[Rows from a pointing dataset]
** Begin **
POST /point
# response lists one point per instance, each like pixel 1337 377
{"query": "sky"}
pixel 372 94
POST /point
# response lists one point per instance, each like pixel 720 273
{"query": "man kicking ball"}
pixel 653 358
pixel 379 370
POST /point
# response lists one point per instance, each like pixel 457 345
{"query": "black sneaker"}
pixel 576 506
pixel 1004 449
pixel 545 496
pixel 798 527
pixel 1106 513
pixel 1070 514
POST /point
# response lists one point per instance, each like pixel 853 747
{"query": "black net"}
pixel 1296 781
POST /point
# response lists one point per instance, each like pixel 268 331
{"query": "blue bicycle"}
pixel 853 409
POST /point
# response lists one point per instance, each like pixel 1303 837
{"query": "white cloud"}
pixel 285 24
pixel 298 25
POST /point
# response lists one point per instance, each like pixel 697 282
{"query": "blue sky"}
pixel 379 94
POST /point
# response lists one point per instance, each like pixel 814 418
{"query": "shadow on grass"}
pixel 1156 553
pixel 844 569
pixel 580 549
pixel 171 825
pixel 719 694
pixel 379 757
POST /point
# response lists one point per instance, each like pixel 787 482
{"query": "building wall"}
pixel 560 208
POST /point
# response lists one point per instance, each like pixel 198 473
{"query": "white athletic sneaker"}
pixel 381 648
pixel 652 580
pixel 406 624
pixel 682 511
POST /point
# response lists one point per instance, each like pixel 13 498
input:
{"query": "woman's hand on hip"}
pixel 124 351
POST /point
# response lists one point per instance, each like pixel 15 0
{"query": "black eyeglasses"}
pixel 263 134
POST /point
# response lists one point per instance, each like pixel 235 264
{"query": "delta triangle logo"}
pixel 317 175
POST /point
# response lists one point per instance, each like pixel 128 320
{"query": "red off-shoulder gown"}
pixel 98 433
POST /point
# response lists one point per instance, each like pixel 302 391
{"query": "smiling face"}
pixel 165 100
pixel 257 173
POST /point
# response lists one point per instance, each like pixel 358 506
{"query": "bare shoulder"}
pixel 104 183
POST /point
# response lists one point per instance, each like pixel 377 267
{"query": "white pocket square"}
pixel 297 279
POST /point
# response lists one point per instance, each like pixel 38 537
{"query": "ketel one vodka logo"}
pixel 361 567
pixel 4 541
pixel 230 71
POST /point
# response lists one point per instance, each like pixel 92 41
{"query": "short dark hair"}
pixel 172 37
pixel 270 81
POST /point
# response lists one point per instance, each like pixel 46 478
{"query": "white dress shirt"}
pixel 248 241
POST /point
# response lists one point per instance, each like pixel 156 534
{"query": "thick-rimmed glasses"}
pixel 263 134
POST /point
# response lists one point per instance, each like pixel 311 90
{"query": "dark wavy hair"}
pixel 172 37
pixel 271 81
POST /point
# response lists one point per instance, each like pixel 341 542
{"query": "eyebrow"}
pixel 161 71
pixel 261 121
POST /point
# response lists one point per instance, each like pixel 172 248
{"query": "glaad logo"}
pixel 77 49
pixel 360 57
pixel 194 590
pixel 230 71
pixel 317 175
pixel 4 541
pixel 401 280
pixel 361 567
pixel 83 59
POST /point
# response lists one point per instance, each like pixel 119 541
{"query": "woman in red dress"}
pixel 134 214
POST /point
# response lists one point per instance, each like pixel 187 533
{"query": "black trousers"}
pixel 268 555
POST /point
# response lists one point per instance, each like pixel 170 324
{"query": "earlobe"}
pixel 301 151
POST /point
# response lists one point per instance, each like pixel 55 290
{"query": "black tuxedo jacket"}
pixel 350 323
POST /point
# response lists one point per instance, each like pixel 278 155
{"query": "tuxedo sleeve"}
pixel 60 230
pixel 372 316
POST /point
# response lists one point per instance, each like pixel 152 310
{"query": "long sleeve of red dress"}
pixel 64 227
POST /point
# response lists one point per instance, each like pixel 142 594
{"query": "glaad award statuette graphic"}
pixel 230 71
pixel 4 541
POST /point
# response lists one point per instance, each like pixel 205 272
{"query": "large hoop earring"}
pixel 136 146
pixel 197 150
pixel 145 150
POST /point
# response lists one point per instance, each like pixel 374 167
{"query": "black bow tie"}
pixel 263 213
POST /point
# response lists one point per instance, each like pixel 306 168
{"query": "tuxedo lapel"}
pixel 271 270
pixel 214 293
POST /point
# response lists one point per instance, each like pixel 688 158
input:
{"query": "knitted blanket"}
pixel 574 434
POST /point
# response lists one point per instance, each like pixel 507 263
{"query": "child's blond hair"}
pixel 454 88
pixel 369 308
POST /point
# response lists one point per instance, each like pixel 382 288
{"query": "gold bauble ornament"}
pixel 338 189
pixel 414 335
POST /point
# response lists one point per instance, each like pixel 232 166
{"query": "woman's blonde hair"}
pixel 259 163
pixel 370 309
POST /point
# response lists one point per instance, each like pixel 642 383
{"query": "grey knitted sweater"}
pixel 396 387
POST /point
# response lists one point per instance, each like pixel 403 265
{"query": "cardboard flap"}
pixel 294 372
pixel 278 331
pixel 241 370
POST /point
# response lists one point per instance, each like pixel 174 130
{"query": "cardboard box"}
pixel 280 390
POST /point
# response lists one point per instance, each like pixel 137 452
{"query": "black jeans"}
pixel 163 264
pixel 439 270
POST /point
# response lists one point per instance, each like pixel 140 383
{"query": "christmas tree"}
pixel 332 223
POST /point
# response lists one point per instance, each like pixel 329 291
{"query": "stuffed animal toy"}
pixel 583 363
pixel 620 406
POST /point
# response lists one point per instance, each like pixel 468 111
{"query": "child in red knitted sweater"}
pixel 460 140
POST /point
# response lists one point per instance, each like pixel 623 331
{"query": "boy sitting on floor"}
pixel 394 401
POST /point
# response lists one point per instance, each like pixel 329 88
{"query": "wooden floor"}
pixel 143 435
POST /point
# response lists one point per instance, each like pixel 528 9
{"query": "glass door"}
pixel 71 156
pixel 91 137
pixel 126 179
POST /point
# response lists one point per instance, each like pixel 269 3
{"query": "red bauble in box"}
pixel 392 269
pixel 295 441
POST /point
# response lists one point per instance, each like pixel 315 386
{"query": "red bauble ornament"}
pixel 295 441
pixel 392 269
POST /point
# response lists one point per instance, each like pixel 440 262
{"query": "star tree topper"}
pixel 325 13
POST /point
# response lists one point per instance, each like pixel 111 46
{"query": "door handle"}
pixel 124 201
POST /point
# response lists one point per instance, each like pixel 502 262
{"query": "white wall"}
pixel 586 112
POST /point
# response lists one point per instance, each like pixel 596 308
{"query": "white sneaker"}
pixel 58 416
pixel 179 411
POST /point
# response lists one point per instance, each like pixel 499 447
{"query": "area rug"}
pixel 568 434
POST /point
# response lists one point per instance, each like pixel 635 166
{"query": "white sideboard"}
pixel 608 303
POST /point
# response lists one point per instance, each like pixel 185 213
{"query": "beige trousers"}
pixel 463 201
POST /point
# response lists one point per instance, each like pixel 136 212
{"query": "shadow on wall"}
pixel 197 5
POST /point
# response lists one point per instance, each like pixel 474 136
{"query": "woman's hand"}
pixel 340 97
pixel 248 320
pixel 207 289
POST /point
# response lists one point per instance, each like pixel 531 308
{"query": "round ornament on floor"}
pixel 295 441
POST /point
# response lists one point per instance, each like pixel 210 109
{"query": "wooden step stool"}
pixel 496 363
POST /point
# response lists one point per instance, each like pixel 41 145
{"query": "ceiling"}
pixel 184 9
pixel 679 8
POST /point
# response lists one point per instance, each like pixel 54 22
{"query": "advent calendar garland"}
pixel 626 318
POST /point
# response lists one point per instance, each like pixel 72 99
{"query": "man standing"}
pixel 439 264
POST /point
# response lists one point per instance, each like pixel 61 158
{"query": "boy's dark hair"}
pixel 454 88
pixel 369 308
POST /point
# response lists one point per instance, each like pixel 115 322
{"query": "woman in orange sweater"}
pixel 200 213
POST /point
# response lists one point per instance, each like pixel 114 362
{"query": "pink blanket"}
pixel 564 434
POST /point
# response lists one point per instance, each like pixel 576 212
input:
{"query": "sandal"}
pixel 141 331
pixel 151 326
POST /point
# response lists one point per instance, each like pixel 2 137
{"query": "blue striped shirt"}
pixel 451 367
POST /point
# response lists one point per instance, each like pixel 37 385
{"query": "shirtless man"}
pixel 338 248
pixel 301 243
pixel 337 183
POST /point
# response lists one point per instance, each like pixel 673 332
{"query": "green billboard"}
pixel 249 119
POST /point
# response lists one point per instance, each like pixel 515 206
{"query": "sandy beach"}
** End **
[What you will do]
Duplicate the rows above, running from the start of the rows through the line containing "pixel 379 757", with both ends included.

[Right answer]
POST /point
# response lists one point per instance, each like pixel 1337 377
{"query": "sky"}
pixel 372 94
POST /point
# response lists one point per instance, each like pixel 720 273
{"query": "man kicking ball"}
pixel 653 358
pixel 379 370
POST /point
# response lists one point per instance, each like pixel 457 345
{"query": "black sneaker"}
pixel 576 506
pixel 1004 449
pixel 545 496
pixel 798 527
pixel 1106 513
pixel 1070 514
POST /point
# response lists one point per instance, each like pixel 853 747
{"query": "black net"}
pixel 1296 781
POST /point
# response lists one point per instance, each like pixel 268 331
{"query": "blue bicycle"}
pixel 853 409
POST /point
# response lists one point per instance, each like pixel 1303 837
{"query": "white cloud"}
pixel 285 24
pixel 298 25
POST /point
# response lists one point per instance, each like pixel 697 282
{"query": "blue sky"}
pixel 379 94
POST /point
# response lists one point per instance, each like pixel 814 418
{"query": "shadow on grass"}
pixel 1156 553
pixel 844 569
pixel 580 549
pixel 171 825
pixel 719 694
pixel 379 757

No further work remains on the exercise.